***** Data entries
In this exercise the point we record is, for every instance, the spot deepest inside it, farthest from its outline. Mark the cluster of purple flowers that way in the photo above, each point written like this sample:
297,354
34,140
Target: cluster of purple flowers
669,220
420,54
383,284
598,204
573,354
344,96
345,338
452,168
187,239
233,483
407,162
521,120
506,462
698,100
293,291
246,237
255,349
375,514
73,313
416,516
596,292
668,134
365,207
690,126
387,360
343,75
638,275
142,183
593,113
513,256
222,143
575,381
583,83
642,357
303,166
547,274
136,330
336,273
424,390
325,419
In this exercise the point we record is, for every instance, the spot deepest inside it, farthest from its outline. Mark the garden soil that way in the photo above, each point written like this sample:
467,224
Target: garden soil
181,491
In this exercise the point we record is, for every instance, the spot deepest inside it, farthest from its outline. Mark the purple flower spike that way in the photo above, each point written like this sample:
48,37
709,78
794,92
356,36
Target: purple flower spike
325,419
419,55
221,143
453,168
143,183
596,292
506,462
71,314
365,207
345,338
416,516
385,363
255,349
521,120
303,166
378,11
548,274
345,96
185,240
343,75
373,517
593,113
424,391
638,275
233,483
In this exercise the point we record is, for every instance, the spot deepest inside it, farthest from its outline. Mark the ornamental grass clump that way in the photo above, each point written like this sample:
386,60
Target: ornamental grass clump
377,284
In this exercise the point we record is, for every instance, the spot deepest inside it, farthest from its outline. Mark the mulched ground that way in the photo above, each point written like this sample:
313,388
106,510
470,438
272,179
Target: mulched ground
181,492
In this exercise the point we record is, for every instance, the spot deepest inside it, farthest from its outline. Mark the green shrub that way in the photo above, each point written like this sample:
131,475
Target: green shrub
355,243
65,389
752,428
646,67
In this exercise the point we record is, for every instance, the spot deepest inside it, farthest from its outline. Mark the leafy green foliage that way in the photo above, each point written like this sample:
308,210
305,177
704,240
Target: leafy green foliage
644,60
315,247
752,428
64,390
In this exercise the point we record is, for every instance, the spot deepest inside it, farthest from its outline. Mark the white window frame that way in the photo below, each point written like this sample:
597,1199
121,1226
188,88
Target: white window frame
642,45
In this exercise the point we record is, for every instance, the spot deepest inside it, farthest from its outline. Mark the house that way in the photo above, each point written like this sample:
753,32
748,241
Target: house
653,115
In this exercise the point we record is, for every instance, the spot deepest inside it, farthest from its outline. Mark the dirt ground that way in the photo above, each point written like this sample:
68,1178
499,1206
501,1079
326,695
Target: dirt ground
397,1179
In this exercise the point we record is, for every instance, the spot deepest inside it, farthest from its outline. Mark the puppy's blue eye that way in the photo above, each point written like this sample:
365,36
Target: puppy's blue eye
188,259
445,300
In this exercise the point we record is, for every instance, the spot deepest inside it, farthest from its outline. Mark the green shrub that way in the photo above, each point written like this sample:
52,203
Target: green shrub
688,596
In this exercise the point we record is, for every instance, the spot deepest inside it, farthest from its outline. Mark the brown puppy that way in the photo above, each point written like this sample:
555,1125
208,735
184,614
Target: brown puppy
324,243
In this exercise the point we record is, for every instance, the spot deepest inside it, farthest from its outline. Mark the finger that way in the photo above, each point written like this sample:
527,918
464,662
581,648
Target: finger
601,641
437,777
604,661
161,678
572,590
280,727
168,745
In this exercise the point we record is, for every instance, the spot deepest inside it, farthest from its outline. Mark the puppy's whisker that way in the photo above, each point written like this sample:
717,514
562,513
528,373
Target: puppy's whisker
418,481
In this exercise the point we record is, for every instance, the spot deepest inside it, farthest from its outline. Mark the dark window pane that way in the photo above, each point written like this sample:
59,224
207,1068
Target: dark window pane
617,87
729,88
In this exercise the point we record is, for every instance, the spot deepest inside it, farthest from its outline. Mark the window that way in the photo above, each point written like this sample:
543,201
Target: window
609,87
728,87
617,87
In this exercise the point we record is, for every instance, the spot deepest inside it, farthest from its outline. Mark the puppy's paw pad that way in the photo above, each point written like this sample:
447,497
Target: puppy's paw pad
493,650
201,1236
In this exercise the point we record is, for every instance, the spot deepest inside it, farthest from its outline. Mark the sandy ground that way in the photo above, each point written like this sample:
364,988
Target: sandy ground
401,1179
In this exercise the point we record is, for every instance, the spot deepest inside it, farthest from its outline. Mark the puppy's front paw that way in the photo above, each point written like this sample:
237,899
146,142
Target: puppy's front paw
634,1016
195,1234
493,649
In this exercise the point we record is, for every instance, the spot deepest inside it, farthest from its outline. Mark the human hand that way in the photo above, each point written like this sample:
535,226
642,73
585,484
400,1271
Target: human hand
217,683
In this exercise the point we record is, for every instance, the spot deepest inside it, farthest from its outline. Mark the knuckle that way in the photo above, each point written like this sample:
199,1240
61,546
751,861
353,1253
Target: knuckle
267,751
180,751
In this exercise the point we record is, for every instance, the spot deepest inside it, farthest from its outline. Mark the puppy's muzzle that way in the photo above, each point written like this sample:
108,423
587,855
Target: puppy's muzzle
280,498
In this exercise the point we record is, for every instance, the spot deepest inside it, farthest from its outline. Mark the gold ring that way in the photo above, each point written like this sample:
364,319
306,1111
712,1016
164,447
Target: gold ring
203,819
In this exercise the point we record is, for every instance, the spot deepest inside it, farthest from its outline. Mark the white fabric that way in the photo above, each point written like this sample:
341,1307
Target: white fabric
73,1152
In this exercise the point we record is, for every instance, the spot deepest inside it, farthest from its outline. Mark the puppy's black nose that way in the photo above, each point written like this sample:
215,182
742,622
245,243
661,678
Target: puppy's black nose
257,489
**********
● **Stated goal**: Copy out every line of the material above, from the first line to the last, without changing a single character.

● **Written reply**:
In this exercise the point we record is, for every instance, the spot deepest inside it, farthest from its outline. Mark the cluster of purple flowers that way in the photo above, each point written like this sample:
297,354
34,140
Target: cluster of purple flowers
669,220
420,54
383,284
598,204
573,354
344,96
345,338
452,168
187,239
233,483
407,162
521,120
506,462
698,100
293,291
246,237
255,349
375,514
73,313
416,516
596,292
668,134
365,207
690,126
387,360
343,75
638,275
142,183
593,113
513,256
222,143
575,381
583,83
642,357
303,166
547,274
136,330
336,273
424,390
325,419
In this exercise the point we record is, for every instance, the spot deepest inside it, farthest from its outline. Mark the garden soil that way in the photo above, each point written like this sample:
467,224
Target: garden soil
181,491
In this exercise the point we record is, for every instance, the spot deepest inside it, farthest from its outline. Mark the purple flower spike that way in the photo above, each point written like this sample:
48,37
709,78
794,92
356,36
Target: purple flower spike
325,419
419,55
221,143
453,168
143,183
596,292
506,462
71,314
365,207
345,338
416,516
385,363
255,349
521,120
303,166
378,11
548,274
345,96
185,240
343,75
373,517
593,113
424,391
638,275
233,483
In this exercise the point we record is, for every instance, the spot deepest inside it, farthest from its outline. Mark the ornamental grass clump that way in the photo above, each point written like this sample:
386,60
Target: ornamental grass clump
377,284
In this exercise the point we record is, for every instance, the spot deepest inside it, farthest from its outline. Mark the mulched ground that way in the photo above, each point written like this sample:
313,388
106,510
470,438
272,179
Target: mulched ground
181,492
In this exercise the point we record is, for every instance, the spot deepest inside it, farthest from its outline. Mark the green shrub that way in the photo above, each point written like this sample:
131,475
Target: green shrub
355,243
65,389
752,428
646,67
In this exercise the point we record is, for every instance, the spot deepest inside it, farthest from its outline. Mark the leafy green foliage that way in the photo above, each point written like this sample:
308,210
305,177
704,240
Target: leafy green foliage
644,60
315,247
752,428
64,390
In this exercise the point we record is, for every instance, the spot deepest inside it, farthest from its outline. Mark the white window frame that way in the photo below, each point written like this sample:
597,1199
121,1226
188,88
Target: white window frame
642,45
In this exercise the point we record is, for every instance, the spot deepest inside it, farthest from its outline. Mark the house that way in the photo above, each point written like this sample:
753,32
748,241
Target: house
653,115
In this exercise the point we record is, for every instance, the spot deepest inside it, farthest from its outline. Mark the dirt ground that way in the photo above, each point written like this sample:
68,1178
499,1206
501,1079
326,695
Target: dirt ground
397,1179
In this exercise the point we record is, for every instance, the spot deepest inside it, farthest from its outline. Mark the puppy's blue eye that way in the photo above, each point written like this sample:
365,36
Target: puppy's blue eye
188,259
445,300
In this exercise the point we record is, for every instance, the spot deepest inside it, farthest from its outline. Mark the green shrub that way in the photo above, each point written like this sample:
52,203
Target: green shrub
688,596
In this exercise the point we record is, for every instance, the spot deepest inside it, farthest from its outline. Mark the brown puppy that way in the photo above, each point written like this sample:
555,1125
208,735
184,614
Target: brown puppy
324,243
In this exercise the point we record is, for every instance, the spot deepest inside it, farthest from its outline. Mark the finger that way in the photo above, each point written like this sample:
527,918
464,662
581,648
Target: finger
601,641
437,777
604,661
161,678
572,590
280,727
168,745
In this exercise the point we record is, for every instance, the spot deepest inside it, farthest from its outline. Mark the puppy's whisker that way in the photo above, each point written like this sample:
717,514
562,513
528,373
Target: puppy's whisker
418,481
In this exercise the point we record is, for every instance, the spot deepest inside it, farthest from its outline. Mark the dark window pane that way in the photo above, each point written like this sample:
59,224
207,1068
Target: dark window pane
617,87
729,88
In this exercise the point we record is, for every instance, the spot deepest inside it, farthest from its outline. Mark the window that way in the photo above, each point written like this sample:
543,201
Target: window
609,87
728,87
617,87
In this exercise the point we record is, for every instance, the spot deepest inside it, farthest from its outline. Mark the puppy's paw pad that way in the photo above, each point written like this sample:
447,497
Target: puppy's paw pad
493,650
201,1236
In this exercise the point we record is, for every instance, the spot deepest inside it, farthest from its outline. Mark the sandy ground that way in the photo above, each point written like this sample:
364,988
Target: sandy ground
401,1179
In this exercise the point we record is, for every instance, the spot deepest inside it, farthest from its outline. Mark the puppy's front paw that way in the photo above, each point written like this sample:
237,899
146,142
Target: puppy's front paw
634,1016
195,1234
493,649
In this exercise the point we record is, for every instance, the spot deepest inside it, farthest from its outline. Mark the human hand that way in the photo above, each point written like this sample:
535,226
642,73
585,484
400,1271
Target: human hand
217,683
In this exercise the point we record is, for every instance, the spot deepest inside it, farthest from its outline. Mark the knuckle that way in the photo above, each point written like this sample:
199,1240
61,546
751,861
353,1253
Target: knuckle
267,751
180,751
In this exercise the point we record is, for every instance, the spot deepest inside it, farthest from its outline. Mark the puppy's muzzle that way in the photo above, each point written like this sample:
108,423
587,855
Target: puppy's muzzle
280,498
In this exercise the point we record is, for every instance, the spot deepest inside it, farthest from its outline. Mark the gold ring that way in the photo above, each point written like this sample:
364,319
306,1111
712,1016
164,447
Target: gold ring
203,819
In this exercise the point we record is, for every instance, the spot deepest inside it, farthest from its outline. Mark the white fabric that way in the photo above, each point written like this sample:
341,1307
Target: white fabric
73,1152
In this exercise the point we record is, for every instance, the spot deepest inside it, farthest from its outline. Mark the puppy's black nose that way in the photo above, each point written like this sample:
215,182
742,622
245,243
661,678
Target: puppy's black nose
257,489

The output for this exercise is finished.